Pointing dataset excerpts:
"""

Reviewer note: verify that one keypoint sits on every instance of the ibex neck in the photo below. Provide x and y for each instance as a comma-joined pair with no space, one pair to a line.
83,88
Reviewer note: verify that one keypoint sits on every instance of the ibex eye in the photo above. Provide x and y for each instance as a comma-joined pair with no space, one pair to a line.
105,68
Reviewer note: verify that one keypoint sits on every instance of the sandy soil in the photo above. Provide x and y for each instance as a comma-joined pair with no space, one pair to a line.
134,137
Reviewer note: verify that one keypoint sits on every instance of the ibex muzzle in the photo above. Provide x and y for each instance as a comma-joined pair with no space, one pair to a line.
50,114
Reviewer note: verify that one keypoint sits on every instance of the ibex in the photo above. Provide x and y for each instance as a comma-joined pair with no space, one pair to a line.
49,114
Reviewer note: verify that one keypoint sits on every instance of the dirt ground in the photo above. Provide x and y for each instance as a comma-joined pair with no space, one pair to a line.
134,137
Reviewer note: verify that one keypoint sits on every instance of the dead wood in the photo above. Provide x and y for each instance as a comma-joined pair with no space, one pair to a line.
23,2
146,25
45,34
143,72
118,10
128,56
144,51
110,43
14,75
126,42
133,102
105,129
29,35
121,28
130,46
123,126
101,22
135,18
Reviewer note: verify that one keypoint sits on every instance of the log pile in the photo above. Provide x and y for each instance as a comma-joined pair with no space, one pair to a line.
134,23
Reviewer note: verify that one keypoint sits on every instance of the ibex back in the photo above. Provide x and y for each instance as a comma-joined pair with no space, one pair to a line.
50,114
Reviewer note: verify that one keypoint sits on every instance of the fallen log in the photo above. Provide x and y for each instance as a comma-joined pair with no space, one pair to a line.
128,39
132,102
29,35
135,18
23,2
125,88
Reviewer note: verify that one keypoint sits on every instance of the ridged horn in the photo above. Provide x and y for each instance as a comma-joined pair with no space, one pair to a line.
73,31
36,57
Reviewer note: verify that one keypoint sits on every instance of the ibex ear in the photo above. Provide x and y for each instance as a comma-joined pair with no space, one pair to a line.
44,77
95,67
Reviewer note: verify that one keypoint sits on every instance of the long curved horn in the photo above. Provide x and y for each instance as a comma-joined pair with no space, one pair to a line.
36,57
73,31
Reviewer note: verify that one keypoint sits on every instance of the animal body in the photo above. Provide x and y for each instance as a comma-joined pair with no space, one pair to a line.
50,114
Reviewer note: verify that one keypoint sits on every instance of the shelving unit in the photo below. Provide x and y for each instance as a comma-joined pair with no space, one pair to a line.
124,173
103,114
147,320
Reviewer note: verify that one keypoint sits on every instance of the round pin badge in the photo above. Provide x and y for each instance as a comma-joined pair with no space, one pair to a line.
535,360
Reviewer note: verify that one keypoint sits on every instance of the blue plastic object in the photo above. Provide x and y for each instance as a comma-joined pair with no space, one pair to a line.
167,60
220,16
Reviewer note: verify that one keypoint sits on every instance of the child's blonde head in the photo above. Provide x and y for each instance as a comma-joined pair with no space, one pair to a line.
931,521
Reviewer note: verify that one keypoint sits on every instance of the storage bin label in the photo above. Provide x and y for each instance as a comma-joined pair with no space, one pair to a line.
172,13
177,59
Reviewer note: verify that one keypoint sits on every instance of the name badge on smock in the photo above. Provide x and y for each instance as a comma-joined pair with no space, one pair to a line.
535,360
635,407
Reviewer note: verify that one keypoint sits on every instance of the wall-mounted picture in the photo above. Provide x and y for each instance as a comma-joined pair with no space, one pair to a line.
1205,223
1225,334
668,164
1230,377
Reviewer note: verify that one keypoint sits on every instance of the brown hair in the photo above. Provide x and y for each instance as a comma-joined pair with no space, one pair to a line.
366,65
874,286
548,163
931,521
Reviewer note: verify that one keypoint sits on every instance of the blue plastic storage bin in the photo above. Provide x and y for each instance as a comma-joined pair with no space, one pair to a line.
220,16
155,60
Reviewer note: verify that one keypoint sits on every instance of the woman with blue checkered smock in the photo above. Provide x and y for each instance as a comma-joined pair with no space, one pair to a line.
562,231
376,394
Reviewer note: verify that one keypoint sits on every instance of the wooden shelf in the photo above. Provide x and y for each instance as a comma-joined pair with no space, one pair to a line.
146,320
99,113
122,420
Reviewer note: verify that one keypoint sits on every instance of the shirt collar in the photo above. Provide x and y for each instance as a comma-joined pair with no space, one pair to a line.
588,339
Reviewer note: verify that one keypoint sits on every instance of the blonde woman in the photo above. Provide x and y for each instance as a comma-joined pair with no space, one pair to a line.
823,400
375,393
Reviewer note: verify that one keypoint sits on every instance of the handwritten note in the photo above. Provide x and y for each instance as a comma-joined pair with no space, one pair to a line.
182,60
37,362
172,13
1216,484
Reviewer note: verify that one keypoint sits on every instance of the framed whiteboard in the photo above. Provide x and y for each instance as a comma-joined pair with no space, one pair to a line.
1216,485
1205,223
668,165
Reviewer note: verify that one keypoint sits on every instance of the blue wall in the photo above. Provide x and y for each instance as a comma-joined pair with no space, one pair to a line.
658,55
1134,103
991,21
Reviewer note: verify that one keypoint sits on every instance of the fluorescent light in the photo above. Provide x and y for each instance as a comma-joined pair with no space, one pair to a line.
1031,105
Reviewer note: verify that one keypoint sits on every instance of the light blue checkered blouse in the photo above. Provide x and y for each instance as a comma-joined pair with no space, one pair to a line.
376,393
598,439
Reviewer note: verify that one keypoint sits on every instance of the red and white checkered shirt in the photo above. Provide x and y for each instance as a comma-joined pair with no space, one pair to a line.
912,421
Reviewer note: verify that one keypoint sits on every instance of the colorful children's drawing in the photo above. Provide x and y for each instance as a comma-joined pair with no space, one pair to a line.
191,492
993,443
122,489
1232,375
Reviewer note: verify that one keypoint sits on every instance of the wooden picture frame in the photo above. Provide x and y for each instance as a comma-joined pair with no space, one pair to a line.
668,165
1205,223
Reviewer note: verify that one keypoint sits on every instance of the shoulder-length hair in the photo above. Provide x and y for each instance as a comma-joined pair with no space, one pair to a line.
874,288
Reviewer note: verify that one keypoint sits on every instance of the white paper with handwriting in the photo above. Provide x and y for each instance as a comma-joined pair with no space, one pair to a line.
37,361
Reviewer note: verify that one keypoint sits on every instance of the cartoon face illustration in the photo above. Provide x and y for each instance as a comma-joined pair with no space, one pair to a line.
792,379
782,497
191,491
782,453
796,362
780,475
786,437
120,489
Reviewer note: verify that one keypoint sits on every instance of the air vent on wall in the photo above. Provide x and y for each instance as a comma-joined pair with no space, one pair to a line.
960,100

"""
"""

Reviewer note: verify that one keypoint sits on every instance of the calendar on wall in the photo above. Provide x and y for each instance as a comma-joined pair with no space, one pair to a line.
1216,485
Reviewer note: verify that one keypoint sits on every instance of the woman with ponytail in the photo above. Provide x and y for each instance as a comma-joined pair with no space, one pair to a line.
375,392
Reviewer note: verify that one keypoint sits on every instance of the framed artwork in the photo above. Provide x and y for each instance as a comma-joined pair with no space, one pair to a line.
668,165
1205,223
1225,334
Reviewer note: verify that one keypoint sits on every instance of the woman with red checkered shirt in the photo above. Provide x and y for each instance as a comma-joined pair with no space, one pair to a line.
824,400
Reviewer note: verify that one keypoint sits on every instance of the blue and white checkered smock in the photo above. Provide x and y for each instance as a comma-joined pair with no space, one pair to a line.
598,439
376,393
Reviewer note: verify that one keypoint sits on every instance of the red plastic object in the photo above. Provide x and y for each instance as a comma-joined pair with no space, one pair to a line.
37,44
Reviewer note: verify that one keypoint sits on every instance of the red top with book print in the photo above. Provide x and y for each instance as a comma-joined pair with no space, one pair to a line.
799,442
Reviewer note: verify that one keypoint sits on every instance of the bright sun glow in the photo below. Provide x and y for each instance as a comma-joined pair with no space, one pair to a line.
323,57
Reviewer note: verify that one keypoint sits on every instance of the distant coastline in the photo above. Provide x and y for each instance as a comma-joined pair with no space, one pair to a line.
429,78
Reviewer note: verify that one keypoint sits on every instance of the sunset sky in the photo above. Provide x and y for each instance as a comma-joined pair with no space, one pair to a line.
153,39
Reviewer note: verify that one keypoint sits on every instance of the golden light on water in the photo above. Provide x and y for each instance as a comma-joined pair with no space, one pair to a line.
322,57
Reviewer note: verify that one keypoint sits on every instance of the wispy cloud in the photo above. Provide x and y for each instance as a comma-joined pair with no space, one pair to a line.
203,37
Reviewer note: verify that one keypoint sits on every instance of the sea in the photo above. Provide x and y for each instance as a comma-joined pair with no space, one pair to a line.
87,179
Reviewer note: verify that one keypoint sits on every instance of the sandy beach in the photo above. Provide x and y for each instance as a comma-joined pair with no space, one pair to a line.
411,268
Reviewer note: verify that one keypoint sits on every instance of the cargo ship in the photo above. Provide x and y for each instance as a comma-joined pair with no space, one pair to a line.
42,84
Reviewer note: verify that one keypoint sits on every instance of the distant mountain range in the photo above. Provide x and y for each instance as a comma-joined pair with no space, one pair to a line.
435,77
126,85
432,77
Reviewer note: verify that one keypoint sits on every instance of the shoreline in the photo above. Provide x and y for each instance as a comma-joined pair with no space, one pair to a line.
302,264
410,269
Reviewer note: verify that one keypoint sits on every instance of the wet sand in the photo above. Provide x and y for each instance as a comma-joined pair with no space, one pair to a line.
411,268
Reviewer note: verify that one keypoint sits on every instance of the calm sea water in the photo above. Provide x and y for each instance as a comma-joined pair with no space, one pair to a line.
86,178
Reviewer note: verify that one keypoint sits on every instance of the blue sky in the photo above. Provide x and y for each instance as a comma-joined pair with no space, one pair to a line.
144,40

"""

▶ _Directions_:
Which lines in the records above contain the word "distant"? Pick out each one and copy it.

▶ _Exercise result_:
Reviewer note: verify that one keypoint sits on every instance of the distant coastline in the photo above. Provide x and y for each instance as a comma-joined pair with no space, one pair to a line.
Reviewer note: verify that one keypoint sits on every instance of the distant mountain range in the photo above. Provide x and y for each instance as a comma-joined pair with no space, one pair to a line.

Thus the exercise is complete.